▶ [Instructions]
• 1. In the passage on religion and inter-faith dialogue, give again the part that begins at the words "A great Christian" and stops after "reasonable public discourse.", changing "transformative" to "collective".
• 2. Using the passage on religion and inter-faith dialogue, decide whether each statement agrees with it. Answer yes or no and quote the deciding words. (a) Souris identifies three major sources of conflict in inter-faith relations. (b) Souris treats misunderstanding of Scriptures as a spiritual illness. (c) The Iranian diplomat's rebuke took place in 1983.
• 3. List every means the passage on religion and inter-faith dialogue says Souris names for healing religious prejudice.

(Passage begins)

A great Christian theologian like Hans Kung (Christianity and World Religions, Paths pf Dialogue with Islam, Hinduism and Buddhism(1985) wonders: “If religion is so complicating, so difficult, why deal with it? Why not be content with casual recourse or wilful reversion to non-or anti-religious arguments derived from Enlightenment era understandings of secular reasoning? (p. 443). Our argument is that a “culture of human rights and dialogue” requires transformative action within religious communities, where necessary, so that those with deeply held beliefs can enable all faiths to stand on common ground and, thus, are not excluded from reasonable public discourse.
Baha’i theologian Michael Souris (The station and claims of Baha’u’llah (1997) in a thoughtful chapter on “Religious claims and inter-faith relations” sets out the three major sources of conflict in inter-faith relations: prejudice, misunderstandings of scripture and miscommunications. These factors trigger “conflicts originating with superiority claims” (p. 15). The first, prejudice tends to find reasons to “exalt one’s self over others because of ignorance, fear, ambition, arrogance, and other spiritual inadequacies” (ibid.). Souris perceives religious prejudice (like sexism and racism) as a “spiritual illness that needs to be healed through education, prayer, and the cultivation of spiritual qualities” (ibid.).
Unlike prejudice, misunderstanding of Scriptures are more of an “intellectual problem that can be overcome with the help of study and education” (ibid.). But he also thinks that prejudice can shut down our capacity for compassion, thus blocking reaching out to diverse peoples. However, “purity of thought” can “cause a person to search the Scriptures for an understanding that best reflects God’s love and compassion” (ibid.). The final source of conflict, miscommunications, has two possible sources: poorly expressed beliefs and insensitivity to “other people’s feelings and beliefs” (p. 16).
Payam Akhavan (In search of a better world: a human rights odyssey[2017]) argues that living in a multicultural world requires a sophisticated understanding of the many layers of our identity. Akhavan says that we must be willing to “genuinely listen to the stories of those who are foreign to us.” But we must not be sentimental in our reflections. Some people slide into sloppy comfortability with celebrating diversity by claiming that human rights are “conditioned by cultural context.” But Payam comments pointedly that if we reject universality of judgment, should we then “respect torture, intolerance, and misogyny as expressions of diversity?”
To be sure, there may well be “genuine differences of opinion among and within cultures,” but when “claims of religious exceptionalism are invoked by authoritarian rulers, they must be treated with great suspicion.” In 1983, as “tens of thousands were executed to consolidate Khomeini’s totalitarian theocracy, an Iranian diplomat rebuked those who didn’t seem to understand that the Islamic Republic recognized only “God” as supreme authority and only “Islamic law” as authoritative legal tradition. Payam names this move as a “cynical slight of hand”—now the Universal Declaration of Human Rights, based on the Judeo-Christian tradition, the diplomat alleged, could be rejected because it didn’t “accord with the system of values recognized by the Islamic Republic of Iran.”  Almighty God had become the Almighty State.

(Passage ends)
(Supplied material begins)

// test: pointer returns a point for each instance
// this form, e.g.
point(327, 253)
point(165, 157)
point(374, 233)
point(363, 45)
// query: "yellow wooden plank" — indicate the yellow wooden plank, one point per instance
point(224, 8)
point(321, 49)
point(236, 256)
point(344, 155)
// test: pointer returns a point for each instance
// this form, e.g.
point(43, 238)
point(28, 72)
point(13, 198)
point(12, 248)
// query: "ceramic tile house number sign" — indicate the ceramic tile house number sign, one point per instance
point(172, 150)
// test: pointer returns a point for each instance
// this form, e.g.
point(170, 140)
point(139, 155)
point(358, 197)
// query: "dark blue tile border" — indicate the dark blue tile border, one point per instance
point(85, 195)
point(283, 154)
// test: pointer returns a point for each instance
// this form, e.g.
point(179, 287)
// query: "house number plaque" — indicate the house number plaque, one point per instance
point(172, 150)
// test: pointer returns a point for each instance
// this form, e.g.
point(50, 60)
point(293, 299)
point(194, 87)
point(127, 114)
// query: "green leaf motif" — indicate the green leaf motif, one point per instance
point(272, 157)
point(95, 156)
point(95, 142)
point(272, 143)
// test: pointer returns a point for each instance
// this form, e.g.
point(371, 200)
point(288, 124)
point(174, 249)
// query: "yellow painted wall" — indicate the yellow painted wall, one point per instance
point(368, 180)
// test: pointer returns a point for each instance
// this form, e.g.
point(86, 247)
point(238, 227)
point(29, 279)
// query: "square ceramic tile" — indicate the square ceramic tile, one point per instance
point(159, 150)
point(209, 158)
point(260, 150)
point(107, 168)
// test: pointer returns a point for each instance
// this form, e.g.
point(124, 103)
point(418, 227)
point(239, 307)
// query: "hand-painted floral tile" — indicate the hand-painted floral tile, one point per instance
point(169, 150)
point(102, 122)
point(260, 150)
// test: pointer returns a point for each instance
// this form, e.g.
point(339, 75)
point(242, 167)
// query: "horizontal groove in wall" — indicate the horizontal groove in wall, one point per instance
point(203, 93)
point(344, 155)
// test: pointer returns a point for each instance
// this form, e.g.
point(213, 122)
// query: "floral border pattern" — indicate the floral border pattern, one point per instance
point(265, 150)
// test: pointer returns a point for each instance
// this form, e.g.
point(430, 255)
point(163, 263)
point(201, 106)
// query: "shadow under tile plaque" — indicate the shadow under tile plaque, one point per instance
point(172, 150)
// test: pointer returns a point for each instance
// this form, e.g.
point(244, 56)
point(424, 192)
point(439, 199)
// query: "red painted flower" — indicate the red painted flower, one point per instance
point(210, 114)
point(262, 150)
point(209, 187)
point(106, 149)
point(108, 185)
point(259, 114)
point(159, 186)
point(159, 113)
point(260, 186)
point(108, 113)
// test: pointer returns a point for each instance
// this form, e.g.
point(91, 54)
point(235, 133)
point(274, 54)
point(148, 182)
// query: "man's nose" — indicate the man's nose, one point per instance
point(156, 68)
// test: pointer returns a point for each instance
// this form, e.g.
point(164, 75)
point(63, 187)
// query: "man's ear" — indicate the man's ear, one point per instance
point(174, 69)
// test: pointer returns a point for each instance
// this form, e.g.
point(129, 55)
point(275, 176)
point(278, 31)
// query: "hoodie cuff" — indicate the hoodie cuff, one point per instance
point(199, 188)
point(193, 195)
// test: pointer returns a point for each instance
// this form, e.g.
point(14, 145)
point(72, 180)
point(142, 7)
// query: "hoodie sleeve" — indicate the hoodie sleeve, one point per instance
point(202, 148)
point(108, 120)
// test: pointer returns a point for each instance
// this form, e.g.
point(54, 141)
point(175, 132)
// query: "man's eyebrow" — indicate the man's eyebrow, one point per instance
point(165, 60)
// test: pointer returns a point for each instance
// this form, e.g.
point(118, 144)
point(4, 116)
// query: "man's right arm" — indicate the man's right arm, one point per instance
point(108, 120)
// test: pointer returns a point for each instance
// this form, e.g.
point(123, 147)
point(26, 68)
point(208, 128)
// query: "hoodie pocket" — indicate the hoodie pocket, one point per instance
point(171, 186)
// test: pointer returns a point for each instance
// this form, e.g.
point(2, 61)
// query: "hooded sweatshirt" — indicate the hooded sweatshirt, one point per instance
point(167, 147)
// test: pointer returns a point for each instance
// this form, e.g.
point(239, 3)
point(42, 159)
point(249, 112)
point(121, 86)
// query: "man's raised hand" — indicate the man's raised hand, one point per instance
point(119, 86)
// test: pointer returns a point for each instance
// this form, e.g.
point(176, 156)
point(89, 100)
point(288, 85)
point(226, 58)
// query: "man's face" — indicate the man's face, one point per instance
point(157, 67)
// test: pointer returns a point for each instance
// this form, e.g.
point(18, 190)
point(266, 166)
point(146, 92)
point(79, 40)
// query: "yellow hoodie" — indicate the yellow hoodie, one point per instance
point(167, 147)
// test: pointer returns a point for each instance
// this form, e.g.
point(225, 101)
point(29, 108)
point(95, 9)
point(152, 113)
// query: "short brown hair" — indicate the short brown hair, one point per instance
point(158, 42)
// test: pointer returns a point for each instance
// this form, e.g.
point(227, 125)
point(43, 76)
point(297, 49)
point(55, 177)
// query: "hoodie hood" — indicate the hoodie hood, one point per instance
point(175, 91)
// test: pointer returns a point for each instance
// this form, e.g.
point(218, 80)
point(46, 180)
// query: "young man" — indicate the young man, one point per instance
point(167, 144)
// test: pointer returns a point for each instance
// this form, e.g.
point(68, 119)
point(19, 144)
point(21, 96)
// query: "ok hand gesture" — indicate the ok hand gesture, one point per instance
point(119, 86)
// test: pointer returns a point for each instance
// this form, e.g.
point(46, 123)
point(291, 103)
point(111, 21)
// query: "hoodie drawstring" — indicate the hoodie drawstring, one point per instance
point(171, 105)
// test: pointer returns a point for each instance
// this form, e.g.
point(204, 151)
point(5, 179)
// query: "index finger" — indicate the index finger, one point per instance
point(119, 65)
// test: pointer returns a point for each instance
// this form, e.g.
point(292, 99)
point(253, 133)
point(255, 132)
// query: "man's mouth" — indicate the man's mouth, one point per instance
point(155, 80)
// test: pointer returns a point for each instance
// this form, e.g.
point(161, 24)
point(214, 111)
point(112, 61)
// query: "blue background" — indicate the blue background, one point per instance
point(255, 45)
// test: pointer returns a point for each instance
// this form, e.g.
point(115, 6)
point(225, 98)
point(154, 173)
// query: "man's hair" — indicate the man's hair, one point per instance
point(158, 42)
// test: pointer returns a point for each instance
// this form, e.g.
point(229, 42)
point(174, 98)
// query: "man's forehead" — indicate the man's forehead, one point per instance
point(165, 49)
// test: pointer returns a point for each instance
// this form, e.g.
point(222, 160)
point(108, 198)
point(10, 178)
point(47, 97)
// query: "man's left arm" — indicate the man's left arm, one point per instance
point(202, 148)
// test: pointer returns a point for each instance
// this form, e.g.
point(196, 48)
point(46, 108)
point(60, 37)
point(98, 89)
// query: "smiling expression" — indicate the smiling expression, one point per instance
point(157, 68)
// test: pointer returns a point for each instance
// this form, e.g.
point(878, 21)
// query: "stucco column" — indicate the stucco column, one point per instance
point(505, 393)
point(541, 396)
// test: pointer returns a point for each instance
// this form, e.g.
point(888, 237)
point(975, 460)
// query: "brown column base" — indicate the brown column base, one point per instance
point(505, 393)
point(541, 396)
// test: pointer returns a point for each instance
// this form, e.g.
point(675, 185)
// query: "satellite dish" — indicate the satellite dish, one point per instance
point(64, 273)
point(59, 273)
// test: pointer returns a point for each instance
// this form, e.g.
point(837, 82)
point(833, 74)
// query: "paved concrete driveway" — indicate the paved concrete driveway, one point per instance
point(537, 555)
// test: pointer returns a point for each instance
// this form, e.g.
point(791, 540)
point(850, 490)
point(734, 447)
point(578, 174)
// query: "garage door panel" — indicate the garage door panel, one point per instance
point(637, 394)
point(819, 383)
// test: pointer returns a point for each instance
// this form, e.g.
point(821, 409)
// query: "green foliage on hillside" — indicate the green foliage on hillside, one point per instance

(Supplied material ends)

▶ [Solution set]
• 1.
A great Christian theologian like Hans Kung (Christianity and World Religions, Paths pf Dialogue with Islam, Hinduism and Buddhism(1985) wonders: “If religion is so complicating, so difficult, why deal with it? Why not be content with casual recourse or wilful reversion to non-or anti-religious arguments derived from Enlightenment era understandings of secular reasoning? (p. 443). Our argument is that a “culture of human rights and dialogue” requires collective action within religious communities, where necessary, so that those with deeply held beliefs can enable all faiths to stand on common ground and, thus, are not excluded from reasonable public discourse.

• 2.
(a) Yes: "sets out the three major sources of conflict in inter-faith relations: prejudice, misunderstandings of scripture and miscommunications."
(b) No: "Unlike prejudice, misunderstanding of Scriptures are more of an “intellectual problem that can be overcome with the help of study and education”"
(c) Yes: "In 1983, as “tens of thousands were executed to consolidate Khomeini’s totalitarian theocracy, an Iranian diplomat rebuked"

• 3. education; prayer; the cultivation of spiritual qualities